──────── Provided text
SECURITIES AND EXCHANGE COMMISSION

WASHINGTON, DC 20549

 

 

FORM 8-K

 

 

CURRENT REPORT

Pursuant to Section 13 or 15(d)

of the Securities Exchange Act of 1934

Date of report (Date of earliest event reported): December 22, 2016

 

 

MANITEX INTERNATIONAL, INC.

(Exact Name of Registrant as Specified in Charter)

 

 

 

    Michigan   001-32401   42-1628978    
 

(State or Other Jurisdiction

of Incorporation)

 

(Commission

File Number)

 

(IRS Employer

Identification No.)

 

9725 Industrial Drive, Bridgeview, Illinois 60455

(Address of Principal Executive Offices) (Zip Code)

(708) 430-7500

(Registrant’s Telephone Number, Including Area Code)

 

    

(Former Name or Former Address, if Changed Since Last Report)

 

 

Check the appropriate box below if the Form 8-K filing is intended to simultaneously satisfy the filing obligation of the registrant under any of the following provisions:

 

 

Written communications pursuant to Rule 425 under the Securities Act (17 CFR 230.425)

 

 

Soliciting material pursuant to Rule 14a-12 under the Exchange Act (17 CFR 240.14a-12)

 

 

Pre-commencement communications pursuant to Rule 14d-2(b) under the Exchange Act (17 CFR 240.14d-2(b))

 

 

Pre-commencement communications pursuant to Rule 13e-4(c) under the Exchange Act (17 CFR 240.13e-4(c))

 

 

 


Item 1.01. Entry into a Material Definitive Agreement.

Company Sells CVS Ferrari srl

On December 22, 2016, Manitex International, Inc. (the “Company”) completed the sale of its CVS Ferrari S.r.l. (“CVS”) subsidiary to two Italian companies BP S.r.l. and NEIP III S.p.A. (collectively the “Purchasers”) for $5 million in cash, and the assumption of $14 million of net CVS debt (the “Transaction”). The Transaction was consummated pursuant to a Sale and Purchase Agreement between the Company and the Purchasers (the “Purchase Agreement”). The Purchasers are privately-held manufacturers and service providers for terminal handling equipment provided around the world. As part of the transaction, the Company retained the operations of CVS’s Valla division, which offers a full range of electric precision pick and carry cranes.
────────────────
## Stated exercise 1
Reproduce the entries verbatim, everything from the line containing "in black puffer" down to the end of the entries, with both of those lines included. Leave the pictures out of your output.
The filing and the entries that follow it come from unrelated sources.
──────── Extracted records
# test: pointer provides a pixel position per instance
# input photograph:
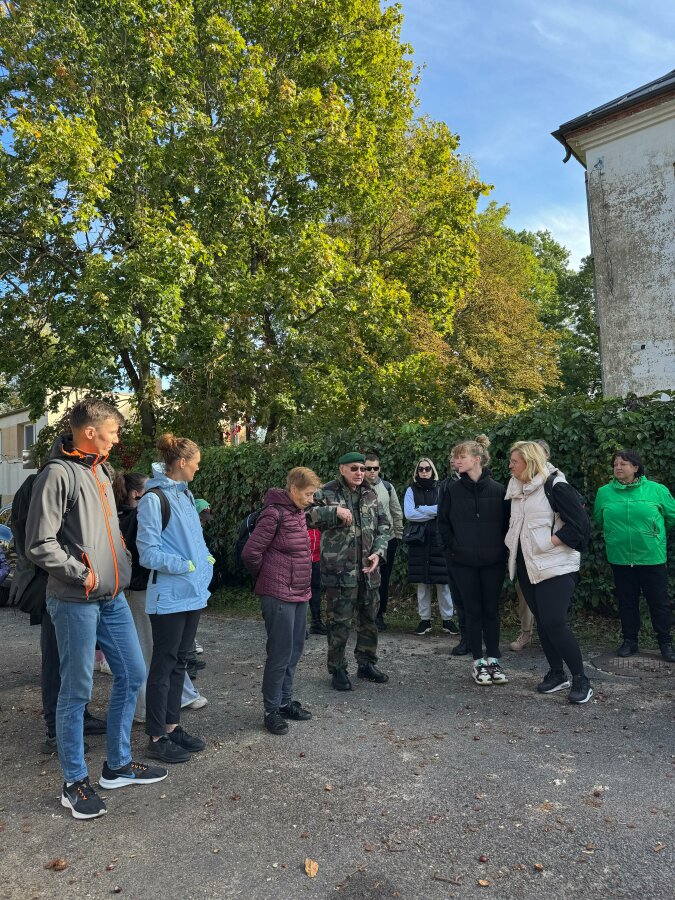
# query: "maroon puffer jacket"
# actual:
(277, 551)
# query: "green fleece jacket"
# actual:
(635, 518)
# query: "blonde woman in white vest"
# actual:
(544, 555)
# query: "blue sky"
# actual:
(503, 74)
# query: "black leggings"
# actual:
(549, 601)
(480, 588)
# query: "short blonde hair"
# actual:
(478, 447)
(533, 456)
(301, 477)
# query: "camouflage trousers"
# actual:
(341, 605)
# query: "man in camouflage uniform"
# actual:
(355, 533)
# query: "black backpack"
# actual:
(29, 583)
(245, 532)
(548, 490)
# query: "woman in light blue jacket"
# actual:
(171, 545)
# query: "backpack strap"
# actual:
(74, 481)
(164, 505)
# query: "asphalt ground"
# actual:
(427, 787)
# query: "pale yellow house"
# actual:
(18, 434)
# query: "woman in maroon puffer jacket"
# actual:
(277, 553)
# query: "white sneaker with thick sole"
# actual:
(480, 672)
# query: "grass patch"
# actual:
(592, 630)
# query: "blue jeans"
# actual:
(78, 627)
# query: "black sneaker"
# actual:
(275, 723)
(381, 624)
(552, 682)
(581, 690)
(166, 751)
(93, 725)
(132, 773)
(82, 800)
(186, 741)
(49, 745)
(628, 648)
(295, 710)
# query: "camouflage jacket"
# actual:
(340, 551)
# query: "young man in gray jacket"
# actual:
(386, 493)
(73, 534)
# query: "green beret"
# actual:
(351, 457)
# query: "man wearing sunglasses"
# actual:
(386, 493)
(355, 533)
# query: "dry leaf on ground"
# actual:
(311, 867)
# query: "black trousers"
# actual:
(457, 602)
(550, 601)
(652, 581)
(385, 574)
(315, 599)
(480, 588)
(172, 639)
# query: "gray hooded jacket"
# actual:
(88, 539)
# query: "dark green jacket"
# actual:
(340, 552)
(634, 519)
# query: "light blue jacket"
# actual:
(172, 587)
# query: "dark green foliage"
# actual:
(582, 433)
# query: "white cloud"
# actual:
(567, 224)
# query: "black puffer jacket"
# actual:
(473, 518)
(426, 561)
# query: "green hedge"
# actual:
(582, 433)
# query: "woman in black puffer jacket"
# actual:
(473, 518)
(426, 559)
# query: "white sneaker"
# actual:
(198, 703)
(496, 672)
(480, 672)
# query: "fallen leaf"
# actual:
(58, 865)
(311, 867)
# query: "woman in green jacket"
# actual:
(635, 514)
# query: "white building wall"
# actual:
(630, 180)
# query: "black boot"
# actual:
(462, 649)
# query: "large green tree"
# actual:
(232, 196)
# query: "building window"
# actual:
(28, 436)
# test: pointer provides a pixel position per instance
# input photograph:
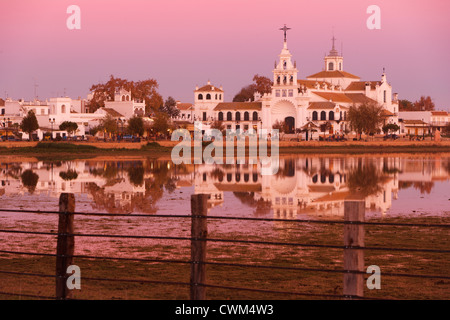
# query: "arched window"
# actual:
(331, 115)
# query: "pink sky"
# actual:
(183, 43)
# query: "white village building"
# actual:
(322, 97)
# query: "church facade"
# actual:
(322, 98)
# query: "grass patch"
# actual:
────────────────
## Stated exercise 2
Answer these questions using the filing:
(a) In which state is the registrant incorporated?
(b) On what date was the sale of CVS completed?
(c) Which CVS division did the company keep?

## Task output 1
# query: "woman in black puffer jacket"
# actual:
(473, 518)
(426, 559)
# query: "white sneaker"
# actual:
(198, 703)
(496, 672)
(480, 672)
# query: "fallen leaf"
# actual:
(58, 865)
(311, 867)
# query: "woman in green jacket"
# actual:
(635, 514)
# query: "white building wall"
# actual:
(630, 180)
# query: "black boot"
# actual:
(462, 649)
# query: "large green tree"
# actual:
(232, 196)
# query: "building window"
# actual:
(28, 436)
# test: pointer provides a pixel position per instance
# input photograph:
# query: "arched window"
# actual:
(331, 115)
# query: "pink sky"
# actual:
(183, 43)
# query: "white village building"
# actual:
(322, 97)
# query: "church facade"
# actual:
(322, 98)
# query: "grass patch"
# actual:

## Task output 2
(a) Michigan
(b) December 22, 2016
(c) The Valla division